**Selected text**
Fishermen Who Allegedly Stuffed Fish With Weights to Win Tournament Sentenced to Jail

Two fishermen will have to serve 10 days in jail after cheating to win a $28,760 prize at a fishing competition.


The Mississippi River is open to walleye fishing year-round, and anglers during this unusually warm December are having good luck on the big river near Red Wing. ORG XMIT: MIN2013022718415289(Photo By Dennis Anderson/Star Tribune via Getty Images)

Two fishermen have to suffer the consequences of cheating in a competition after officials discovered they stuffed their fish with lead weights, according to CNN

Jacob Runyan and Chase Cominsky took part in the Lake Erie Walleye Trail fishing tournament last September, where they were set to win prize money worth $28,760. Things were going smoothly until Jason Fischer, director of the Lake Erie Walleye Trail tournament, became suspicious of the fish they caught.

Runyan and Cominsky were disqualified after officials saw the walleye fish that they caught looked to weigh 4 pounds, but they ended up weighing closer to 7 pounds each. In a viral video, Fisher can be seen cutting the fish open and pulling out what he said was a lead ball.

Fisher released photos showing the metal objects pulled from the walleye, which were allegedly put there by Runyan and Cominsky to increase the weight of their catch.

**Material supplied**
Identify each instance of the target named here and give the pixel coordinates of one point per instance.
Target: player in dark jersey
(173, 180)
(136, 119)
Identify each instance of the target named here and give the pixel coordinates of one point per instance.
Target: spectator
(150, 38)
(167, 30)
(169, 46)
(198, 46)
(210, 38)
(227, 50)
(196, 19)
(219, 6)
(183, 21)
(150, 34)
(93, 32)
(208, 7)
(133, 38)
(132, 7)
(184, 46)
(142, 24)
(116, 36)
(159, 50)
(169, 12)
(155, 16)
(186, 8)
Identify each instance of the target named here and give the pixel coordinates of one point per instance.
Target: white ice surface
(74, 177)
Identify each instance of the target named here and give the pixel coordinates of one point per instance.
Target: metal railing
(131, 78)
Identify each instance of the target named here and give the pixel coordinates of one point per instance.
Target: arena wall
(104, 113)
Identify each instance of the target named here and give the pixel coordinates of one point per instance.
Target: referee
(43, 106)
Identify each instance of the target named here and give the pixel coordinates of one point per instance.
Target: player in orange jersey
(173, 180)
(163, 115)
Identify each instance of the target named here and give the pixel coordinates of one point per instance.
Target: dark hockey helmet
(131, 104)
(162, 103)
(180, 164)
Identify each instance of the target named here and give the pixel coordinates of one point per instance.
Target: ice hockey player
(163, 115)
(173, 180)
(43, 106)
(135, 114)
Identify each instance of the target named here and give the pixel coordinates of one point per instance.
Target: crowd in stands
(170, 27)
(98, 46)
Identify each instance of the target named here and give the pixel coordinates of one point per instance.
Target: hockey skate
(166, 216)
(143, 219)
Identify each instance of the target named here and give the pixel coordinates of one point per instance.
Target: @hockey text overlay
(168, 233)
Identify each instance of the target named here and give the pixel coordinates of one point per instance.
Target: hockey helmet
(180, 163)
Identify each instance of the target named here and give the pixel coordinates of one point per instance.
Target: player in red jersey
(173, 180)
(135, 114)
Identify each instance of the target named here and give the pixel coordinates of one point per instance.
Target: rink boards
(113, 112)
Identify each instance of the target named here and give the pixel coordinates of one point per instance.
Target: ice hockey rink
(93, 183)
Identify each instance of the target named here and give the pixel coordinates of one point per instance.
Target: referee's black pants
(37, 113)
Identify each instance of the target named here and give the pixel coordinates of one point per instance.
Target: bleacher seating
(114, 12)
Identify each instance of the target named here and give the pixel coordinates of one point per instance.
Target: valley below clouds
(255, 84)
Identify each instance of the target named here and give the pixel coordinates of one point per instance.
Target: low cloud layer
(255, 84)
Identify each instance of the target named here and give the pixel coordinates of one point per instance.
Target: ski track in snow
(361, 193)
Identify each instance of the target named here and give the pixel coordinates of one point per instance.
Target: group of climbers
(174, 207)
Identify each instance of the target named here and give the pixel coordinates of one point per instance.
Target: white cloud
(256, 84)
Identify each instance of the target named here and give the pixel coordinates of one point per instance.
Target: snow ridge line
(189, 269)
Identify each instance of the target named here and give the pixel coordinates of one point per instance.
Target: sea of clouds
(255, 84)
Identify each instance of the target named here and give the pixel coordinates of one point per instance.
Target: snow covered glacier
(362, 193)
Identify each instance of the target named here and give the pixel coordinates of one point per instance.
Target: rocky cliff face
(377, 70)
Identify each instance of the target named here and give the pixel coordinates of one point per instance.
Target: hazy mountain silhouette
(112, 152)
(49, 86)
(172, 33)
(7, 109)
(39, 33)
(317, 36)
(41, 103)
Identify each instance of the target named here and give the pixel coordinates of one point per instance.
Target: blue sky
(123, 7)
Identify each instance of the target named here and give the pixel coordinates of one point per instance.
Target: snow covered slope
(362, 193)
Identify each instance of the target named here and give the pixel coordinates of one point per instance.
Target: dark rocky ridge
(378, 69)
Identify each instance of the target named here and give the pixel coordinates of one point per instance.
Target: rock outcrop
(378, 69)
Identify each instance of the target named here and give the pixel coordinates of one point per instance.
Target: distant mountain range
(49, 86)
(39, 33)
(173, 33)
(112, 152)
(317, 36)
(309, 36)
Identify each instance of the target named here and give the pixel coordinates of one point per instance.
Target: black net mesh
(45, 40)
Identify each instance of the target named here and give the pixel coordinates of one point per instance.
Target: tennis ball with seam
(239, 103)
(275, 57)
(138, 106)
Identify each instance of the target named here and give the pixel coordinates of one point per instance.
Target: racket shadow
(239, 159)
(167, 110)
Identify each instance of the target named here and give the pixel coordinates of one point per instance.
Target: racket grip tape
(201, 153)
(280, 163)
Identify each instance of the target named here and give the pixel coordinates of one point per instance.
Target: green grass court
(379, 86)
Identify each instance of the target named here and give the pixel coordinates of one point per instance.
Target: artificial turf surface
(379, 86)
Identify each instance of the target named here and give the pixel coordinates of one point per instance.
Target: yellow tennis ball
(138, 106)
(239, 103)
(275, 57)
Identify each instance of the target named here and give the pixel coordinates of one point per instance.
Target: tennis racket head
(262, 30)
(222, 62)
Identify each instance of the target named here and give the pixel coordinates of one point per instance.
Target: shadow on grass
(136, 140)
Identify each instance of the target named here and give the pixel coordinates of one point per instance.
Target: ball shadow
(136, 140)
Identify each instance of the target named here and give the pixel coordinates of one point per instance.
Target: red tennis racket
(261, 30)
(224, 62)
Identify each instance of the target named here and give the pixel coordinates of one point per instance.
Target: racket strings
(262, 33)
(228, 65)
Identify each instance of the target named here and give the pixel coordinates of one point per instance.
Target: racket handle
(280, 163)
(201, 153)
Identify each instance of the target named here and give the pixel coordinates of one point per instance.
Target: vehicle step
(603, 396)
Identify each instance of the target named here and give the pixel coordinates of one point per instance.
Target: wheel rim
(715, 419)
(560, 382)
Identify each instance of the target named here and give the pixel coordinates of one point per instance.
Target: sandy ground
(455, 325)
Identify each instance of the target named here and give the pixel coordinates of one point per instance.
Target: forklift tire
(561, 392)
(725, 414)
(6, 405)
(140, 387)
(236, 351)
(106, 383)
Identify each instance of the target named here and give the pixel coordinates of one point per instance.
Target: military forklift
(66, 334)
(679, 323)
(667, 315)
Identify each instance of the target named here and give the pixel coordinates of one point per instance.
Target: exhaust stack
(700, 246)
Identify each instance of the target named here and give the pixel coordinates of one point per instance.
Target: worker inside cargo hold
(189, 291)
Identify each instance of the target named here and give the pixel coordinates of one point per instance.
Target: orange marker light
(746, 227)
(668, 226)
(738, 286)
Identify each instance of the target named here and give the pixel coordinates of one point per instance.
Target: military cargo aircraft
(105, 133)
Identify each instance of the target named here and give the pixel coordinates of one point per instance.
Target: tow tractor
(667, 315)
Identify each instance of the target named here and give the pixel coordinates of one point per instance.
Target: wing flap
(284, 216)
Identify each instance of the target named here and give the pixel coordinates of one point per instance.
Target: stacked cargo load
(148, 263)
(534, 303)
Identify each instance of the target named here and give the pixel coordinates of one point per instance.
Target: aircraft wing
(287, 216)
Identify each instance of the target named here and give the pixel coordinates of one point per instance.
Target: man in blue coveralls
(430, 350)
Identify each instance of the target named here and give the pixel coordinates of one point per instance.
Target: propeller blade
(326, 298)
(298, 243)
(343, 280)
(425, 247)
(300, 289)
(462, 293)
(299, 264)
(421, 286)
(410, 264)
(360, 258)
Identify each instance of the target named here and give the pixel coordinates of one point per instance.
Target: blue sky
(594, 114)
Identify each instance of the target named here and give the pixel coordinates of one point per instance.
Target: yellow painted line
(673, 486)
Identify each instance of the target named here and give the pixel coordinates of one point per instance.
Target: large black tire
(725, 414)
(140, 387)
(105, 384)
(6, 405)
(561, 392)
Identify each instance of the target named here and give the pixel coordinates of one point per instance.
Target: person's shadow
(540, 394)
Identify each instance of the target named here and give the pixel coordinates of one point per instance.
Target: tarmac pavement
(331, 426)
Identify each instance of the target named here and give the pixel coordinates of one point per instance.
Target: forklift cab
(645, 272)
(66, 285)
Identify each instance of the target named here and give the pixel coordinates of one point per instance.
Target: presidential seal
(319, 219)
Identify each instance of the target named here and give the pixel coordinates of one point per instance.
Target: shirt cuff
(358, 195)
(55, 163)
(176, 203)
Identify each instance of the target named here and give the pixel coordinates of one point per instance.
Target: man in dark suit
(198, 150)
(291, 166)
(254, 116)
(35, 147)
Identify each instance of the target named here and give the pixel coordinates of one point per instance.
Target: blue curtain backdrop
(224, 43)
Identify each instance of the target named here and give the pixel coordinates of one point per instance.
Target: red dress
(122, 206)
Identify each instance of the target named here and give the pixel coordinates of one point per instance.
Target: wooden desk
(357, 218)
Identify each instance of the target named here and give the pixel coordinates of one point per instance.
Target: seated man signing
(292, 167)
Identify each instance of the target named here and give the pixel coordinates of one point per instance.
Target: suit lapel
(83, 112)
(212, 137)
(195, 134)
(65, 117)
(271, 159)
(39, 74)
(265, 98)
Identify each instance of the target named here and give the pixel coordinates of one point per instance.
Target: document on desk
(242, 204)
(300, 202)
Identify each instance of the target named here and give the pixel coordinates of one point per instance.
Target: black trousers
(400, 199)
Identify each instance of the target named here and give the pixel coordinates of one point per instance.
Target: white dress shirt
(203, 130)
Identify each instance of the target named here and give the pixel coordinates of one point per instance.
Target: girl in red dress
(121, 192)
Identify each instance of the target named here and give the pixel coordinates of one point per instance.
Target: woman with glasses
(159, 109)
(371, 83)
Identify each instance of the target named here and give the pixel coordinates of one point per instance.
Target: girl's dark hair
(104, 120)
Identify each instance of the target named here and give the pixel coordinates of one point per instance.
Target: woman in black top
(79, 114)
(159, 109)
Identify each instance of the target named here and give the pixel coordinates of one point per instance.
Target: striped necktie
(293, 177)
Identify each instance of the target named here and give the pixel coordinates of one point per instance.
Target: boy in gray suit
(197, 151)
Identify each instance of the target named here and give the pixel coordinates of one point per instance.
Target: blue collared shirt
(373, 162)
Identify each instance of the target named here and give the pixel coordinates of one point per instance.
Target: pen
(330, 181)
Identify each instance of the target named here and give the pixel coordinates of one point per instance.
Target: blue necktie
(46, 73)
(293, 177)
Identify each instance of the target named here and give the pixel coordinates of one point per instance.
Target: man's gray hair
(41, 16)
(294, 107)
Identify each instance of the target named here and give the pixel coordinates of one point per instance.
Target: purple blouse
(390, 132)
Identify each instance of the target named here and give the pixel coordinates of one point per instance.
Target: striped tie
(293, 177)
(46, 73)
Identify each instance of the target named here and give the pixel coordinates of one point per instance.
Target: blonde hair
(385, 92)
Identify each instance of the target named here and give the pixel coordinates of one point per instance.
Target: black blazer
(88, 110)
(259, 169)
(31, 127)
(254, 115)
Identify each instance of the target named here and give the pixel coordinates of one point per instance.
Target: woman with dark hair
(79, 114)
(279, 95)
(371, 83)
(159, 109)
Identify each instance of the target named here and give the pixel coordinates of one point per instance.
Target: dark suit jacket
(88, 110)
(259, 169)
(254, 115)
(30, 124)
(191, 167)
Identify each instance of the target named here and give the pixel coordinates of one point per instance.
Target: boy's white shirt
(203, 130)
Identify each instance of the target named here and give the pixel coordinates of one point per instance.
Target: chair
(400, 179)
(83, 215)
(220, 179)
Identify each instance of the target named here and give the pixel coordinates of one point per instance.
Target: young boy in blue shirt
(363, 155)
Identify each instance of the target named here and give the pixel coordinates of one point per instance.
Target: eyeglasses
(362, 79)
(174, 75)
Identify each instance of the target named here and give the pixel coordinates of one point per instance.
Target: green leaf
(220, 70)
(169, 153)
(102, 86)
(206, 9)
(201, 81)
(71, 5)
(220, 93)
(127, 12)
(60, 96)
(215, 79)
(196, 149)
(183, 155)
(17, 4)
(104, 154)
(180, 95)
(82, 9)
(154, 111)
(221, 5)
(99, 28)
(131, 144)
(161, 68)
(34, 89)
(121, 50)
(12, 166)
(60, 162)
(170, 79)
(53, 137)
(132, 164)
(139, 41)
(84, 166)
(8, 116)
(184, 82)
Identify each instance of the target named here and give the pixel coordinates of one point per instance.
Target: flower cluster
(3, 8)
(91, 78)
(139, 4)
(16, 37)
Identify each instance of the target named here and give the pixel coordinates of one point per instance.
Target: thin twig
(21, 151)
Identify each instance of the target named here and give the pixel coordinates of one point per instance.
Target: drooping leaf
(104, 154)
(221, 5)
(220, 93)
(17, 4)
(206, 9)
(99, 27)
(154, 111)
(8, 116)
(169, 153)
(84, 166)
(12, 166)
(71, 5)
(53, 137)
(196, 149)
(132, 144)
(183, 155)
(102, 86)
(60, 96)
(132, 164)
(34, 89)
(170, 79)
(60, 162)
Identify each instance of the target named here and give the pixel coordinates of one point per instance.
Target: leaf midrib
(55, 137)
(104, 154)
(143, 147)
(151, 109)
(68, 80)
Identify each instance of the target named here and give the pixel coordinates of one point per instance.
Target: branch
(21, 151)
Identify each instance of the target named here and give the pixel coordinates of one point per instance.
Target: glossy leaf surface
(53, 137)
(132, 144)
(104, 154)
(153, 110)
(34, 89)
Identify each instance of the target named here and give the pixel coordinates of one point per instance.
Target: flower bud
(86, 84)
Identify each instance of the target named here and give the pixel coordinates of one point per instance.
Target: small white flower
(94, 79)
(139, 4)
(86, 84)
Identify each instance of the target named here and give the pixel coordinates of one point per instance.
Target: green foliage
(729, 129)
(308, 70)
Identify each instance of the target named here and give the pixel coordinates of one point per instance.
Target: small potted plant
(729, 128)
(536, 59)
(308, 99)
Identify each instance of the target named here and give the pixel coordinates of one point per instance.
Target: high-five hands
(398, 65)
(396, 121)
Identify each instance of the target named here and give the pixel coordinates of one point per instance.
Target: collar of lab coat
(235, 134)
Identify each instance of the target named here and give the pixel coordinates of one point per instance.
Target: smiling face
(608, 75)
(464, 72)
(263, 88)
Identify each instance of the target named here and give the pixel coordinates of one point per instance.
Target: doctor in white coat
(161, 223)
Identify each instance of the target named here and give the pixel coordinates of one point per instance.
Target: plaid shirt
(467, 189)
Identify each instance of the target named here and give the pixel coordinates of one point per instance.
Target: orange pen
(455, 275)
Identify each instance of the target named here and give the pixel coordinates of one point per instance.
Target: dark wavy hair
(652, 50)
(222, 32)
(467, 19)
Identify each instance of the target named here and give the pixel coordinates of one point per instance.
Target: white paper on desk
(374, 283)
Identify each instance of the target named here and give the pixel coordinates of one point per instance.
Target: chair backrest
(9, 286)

**To do**
In the article above about the fishing tournament, how long must the two fishermen serve in jail?

**Answer section**
10 days.